▶ What needs to be done
Your task is to copy every line of the entries that holds the word "curled".

[[ Records shown, beginning ]]

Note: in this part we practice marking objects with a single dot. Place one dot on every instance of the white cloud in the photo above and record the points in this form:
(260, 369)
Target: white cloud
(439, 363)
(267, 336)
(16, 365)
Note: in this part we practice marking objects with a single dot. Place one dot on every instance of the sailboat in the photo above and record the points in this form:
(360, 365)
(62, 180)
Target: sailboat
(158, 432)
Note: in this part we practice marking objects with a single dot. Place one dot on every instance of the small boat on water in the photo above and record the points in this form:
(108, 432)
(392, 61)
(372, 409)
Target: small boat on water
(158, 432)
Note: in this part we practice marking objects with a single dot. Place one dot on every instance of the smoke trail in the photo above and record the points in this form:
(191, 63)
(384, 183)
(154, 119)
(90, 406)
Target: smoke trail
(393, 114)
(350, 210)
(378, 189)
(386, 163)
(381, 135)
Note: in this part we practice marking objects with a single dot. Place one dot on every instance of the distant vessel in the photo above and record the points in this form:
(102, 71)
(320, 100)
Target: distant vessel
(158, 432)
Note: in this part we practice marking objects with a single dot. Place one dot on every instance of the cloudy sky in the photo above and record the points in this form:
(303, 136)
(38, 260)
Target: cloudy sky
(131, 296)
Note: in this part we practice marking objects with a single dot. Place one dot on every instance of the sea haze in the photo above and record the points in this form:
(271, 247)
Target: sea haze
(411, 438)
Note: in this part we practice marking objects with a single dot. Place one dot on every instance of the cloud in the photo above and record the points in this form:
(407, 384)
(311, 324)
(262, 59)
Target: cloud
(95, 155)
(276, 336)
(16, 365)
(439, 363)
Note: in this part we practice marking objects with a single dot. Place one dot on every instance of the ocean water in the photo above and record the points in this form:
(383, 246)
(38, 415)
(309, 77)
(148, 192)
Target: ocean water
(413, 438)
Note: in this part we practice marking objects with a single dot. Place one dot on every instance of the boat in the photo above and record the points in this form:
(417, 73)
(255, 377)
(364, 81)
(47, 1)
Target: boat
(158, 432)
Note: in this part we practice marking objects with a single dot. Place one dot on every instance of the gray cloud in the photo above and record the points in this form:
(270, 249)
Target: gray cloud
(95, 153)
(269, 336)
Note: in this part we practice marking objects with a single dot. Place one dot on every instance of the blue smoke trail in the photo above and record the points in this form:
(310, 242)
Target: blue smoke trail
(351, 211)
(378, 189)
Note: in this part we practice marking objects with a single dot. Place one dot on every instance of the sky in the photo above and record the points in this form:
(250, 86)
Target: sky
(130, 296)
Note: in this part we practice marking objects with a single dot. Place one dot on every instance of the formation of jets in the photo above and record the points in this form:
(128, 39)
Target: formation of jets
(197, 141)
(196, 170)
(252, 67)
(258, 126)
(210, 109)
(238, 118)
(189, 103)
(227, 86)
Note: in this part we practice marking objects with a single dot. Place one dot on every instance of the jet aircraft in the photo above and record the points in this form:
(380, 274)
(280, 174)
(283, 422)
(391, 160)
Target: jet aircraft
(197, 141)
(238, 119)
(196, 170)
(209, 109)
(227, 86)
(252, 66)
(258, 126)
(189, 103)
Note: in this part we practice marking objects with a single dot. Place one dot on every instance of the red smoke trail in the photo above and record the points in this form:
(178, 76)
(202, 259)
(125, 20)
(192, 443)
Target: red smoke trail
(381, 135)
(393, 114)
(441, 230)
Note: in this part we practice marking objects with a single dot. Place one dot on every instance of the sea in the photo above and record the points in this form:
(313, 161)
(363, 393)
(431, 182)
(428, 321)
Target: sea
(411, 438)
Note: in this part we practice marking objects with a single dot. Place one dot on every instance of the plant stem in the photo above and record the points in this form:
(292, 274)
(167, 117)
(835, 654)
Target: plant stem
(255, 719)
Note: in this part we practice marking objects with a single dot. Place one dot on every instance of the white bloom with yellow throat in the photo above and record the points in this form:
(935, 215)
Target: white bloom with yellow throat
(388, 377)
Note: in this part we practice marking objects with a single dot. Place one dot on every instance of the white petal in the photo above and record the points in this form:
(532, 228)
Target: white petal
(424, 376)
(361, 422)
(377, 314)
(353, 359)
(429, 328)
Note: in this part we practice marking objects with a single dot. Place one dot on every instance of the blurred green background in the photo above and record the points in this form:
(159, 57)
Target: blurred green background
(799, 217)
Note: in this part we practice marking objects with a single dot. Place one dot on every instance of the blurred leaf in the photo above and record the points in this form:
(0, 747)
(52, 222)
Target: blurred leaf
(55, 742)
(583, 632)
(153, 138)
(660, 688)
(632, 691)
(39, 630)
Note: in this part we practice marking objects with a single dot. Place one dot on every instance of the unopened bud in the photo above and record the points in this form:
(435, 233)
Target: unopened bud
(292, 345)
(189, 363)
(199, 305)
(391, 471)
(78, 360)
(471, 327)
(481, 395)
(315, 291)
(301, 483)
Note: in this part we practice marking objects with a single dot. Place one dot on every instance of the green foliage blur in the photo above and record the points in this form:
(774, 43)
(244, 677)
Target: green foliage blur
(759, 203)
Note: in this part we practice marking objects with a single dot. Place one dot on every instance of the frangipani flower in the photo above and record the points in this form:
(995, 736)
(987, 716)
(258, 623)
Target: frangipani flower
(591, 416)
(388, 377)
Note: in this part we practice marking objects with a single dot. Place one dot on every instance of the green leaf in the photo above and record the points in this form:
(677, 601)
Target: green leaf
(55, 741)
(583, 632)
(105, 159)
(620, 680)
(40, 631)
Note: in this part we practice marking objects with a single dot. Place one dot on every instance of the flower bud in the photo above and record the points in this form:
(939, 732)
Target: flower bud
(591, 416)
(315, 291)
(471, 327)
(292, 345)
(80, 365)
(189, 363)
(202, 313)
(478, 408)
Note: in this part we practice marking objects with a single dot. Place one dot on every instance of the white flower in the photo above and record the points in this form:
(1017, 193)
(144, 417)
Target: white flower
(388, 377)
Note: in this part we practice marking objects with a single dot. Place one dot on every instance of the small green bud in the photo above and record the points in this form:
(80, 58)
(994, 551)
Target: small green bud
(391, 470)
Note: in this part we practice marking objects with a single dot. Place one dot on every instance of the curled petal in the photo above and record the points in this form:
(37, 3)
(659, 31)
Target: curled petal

[[ Records shown, end ]]

▶ Written reply
Note: in this part we practice marking objects with a single dot. Place one dot on every instance of the curled petal in the photo above and record the points in this form:
Target: curled petal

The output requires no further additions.